### TASK REQUIREMENTS
The entries below are to be written out again without alteration.

### GIVEN RECORDS
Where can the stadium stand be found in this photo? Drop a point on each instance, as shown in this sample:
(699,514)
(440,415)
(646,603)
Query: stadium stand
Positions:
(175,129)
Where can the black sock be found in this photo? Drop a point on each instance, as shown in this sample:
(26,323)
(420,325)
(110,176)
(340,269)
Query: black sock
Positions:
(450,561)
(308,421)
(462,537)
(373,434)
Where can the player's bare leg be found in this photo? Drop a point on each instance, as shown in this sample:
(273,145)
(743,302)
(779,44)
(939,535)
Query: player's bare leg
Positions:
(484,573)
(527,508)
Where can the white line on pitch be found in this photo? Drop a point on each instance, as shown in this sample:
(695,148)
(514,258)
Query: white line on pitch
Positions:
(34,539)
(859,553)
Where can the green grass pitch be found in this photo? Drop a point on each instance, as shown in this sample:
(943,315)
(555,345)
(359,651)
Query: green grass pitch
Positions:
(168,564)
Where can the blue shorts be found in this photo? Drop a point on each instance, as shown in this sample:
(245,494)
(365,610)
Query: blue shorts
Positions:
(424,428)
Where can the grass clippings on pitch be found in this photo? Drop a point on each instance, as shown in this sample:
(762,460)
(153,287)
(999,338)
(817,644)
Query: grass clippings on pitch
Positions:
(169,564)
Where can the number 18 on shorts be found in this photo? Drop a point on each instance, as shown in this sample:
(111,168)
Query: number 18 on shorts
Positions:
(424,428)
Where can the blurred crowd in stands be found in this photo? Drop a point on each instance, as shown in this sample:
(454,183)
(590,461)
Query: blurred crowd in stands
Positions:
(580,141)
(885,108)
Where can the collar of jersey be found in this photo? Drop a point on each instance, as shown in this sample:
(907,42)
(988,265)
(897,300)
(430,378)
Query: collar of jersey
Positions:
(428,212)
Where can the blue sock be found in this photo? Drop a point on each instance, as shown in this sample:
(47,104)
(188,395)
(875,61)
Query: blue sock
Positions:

### RESULT FOR THIS EXERCISE
Where can the stadium stand be found in this photo? Drop a point on each instance, as shown in this sample:
(699,514)
(440,415)
(646,603)
Query: stadium stand
Positions:
(175,129)
Where can the black sock be found in this photo? Drop a point on each instance, as shown in this sample:
(26,323)
(420,325)
(110,176)
(340,269)
Query: black sock
Positions:
(450,561)
(308,421)
(462,537)
(373,434)
Where can the player's bare leg be found in this photo? Drop a point on each instance, as shown in this sample:
(273,145)
(743,302)
(779,44)
(939,535)
Query: player's bare leg
Positions:
(484,573)
(527,508)
Where can the white line on pitch be found in this photo? Drop a point on each instance, as shown in this sample:
(695,148)
(514,258)
Query: white line on pitch
Positions:
(34,539)
(859,553)
Where can the green grass pitch be found in this photo? Drop a point on each instance, as shown in this sample:
(943,315)
(555,345)
(359,651)
Query: green grass pitch
Positions:
(168,564)
Where can the blue shorts be found in this photo? Drop a point on each instance, as shown in this sample:
(245,494)
(365,610)
Query: blue shorts
Positions:
(424,428)
Where can the grass clippings on pitch be found in this photo? Drop a point on each instance, as shown in this sample:
(762,460)
(153,287)
(999,338)
(817,644)
Query: grass clippings on pitch
Positions:
(169,564)
Where can the number 18 on shorts be found in this photo? Drop a point on each instance, as shown in this sample:
(111,168)
Query: number 18 on shorts
Positions:
(424,428)
Where can the blurred crowd in stands be found in this photo? Drop a point on each instance, as shown in this sample:
(454,183)
(590,461)
Query: blurred crowd in stands
Positions:
(580,141)
(885,108)
Where can the collar of jersey be found in this photo? Drop a point on each instance, as shown in this sample:
(907,42)
(988,265)
(897,300)
(430,378)
Query: collar of jersey
Positions:
(428,212)
Where can the blue sock be found in this photo? Drop a point on each instance, as shown in this sample:
(47,104)
(188,395)
(875,61)
Query: blue sock
Positions:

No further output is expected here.